**FRAGMENTO DE LECTURA:**
──────────────────────────────

Eran numerosas las acémilas que, en yunta, por las recónditas calles benaluenses se dirigían al campo que, por entonces, carecía de olivos y su suelo, fertilizador de semillas, ofrecía ricas cosechas de trigo, cebadas, habas, garbanzos… Rica tierra que alimentaba a nuestras gentes, trabajadoras, rudas, nobles y sinceras.
Los gañanes y jornaleros, algunos andando, los más sobre los lomos de sus bestias reatadas, marchaban dispuestos a sus faenas.
Movimiento y acción de mucha semejanza a lo ahora acontecido cada mañana en nuestros pueblos; aquí, filas de coches que, aguantando atascos, al trabajo intentan ir, molestos, gruñones y malhumorados. Allá, alegres, contentos, serenos y algunos cantando avanzaban, ahora, por estrechas veredas con sus aperos y arados. Sí, con más necesidades, sí, con menos aderezos, pero con más paz y un más lento paso del tiempo.

Las calles de la villa ahora han quedado más tranquilas, el sol asomaba tras la sierra adornada de encinas, aulagas, tomillos y romeros… coronada por El Morrón, y con sus pujantes rayos iba recogiendo la sombra, que se adueñaba del valle, y con éstos rompía aquella niebla y humo qué culpable fuera de que fuésemos apodados “los ahumaos”.
Recreando mi presencia en disfrutar de aquella salida astral… se oye un largo pitido metalizado y escapado de una cuerna de metal. ¿Qué fue aquello?… es Pepe el cabrero que, sonando su trompeta, llama a todo vecino para que saque su cabra u oveja a la puerta en donde, siguiendo un muy antiguo itinerario, Pepe las recogía y las unía a la gran piara que, cuál milicia organizada, iba hacia aquella sierra en busca de pastos que en leche convirtieran.

──────────────────────────────

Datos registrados

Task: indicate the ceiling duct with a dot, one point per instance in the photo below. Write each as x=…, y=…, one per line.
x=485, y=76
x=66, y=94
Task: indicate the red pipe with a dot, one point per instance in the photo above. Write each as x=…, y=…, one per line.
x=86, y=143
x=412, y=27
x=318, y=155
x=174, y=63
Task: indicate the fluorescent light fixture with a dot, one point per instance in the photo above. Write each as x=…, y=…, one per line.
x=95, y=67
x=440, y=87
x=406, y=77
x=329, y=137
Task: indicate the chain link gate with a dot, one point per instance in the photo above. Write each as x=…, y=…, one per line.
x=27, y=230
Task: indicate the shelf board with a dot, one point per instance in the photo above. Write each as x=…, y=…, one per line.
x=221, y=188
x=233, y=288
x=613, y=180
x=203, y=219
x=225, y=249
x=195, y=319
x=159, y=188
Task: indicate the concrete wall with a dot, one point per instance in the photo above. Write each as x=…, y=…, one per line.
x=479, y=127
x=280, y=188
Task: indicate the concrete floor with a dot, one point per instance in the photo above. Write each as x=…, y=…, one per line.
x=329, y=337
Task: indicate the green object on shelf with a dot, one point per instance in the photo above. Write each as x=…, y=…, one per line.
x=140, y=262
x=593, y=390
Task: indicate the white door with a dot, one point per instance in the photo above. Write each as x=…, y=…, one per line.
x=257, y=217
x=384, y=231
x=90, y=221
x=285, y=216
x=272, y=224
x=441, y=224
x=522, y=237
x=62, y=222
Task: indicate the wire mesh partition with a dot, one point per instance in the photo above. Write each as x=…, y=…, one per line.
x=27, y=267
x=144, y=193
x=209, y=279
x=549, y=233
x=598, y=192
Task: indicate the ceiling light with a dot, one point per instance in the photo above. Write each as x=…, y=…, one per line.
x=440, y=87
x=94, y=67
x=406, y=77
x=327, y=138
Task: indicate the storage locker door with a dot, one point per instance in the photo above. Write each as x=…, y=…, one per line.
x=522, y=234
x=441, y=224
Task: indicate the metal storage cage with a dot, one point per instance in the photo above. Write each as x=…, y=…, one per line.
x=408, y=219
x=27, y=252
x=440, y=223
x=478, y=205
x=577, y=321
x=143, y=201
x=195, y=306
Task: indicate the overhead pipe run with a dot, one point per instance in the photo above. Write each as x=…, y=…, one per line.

──────────────────────────────

**INDICACIÓN:** Sigue escribiendo el relato sobre la mañana en el pueblo benaluense a partir de su última frase.

**RESPUESTA:**
A la tarde, el regreso muy formado, caminaba la manada hasta la entrada del pueblo, en donde nuestro amigo y pastor, Pepe, dejaba marchar, libres y sueltas, a cada una a su casa, sola y sin equívoco, donde su dueño esperaba a extraer de sus ubres aquella rica leche con sabor a alhucema y romero.
Pasadas las cabras y pasado un corto espacio de tiempo, se oye otro ruido, ahora bronco y de escala musical más grave… nuestro paisano y amigo el porquero, con su caracola marina, a la que le había hecho un agujero, hacía que sonara con aquel singular pitido, llamando a los vecinos para que en semejante acción, echaran sus animales a la calle para formar la piara, ahora, de orondos cerdos, que en parecido ejército al de las cabras, marchaban a la sierra a horadar sus suelos y remover sus piedras en busca de alimento.
Benalúa, quedaba en silencio.
Ahora ya, el sol rompedor de humos lo invadía por completo, las mujeres, esposas, que todas quedaban en la urbe comenzaban a salir a barrer y asear sus puertas mientras niños y niñas, desayunados, se preparaban para comenzar un nuevo día educando su ser. Peinados, limpios y correteando, todos, hacia el colegio, solos salían, sin coche de papá ni bus escolar. La libertad pueblerina les invadía y no era necesario compañía.

Ya eran más de las diez, algún reloj monacal así lo había anunciado, y yo aún seguía mi película visionando. Ello me hacía sentir bien, era una bonita película de hechos por mí vividos y todos ellos, como hazañas y aventuras, ahora rememoraba a mis setenta y muchos años. Vivíamos ahora en el dos mil diecinueve y para mí, que todo ésto que cuento cuál celuloide mental, debió ocurrir en los comienzos de los años cincuenta, del pasado siglo.
Sí, yo ahí los sitúo, no fue tan corto el tiempo en que discurrieron por nuestras calles, muchas yuntas, muchas cabras y muchos gorrinos. Que no, como ahora, tanto automóvil y tanto artilugio que aligeran la vida y alteran los nervios. …Y el tiempo seguía.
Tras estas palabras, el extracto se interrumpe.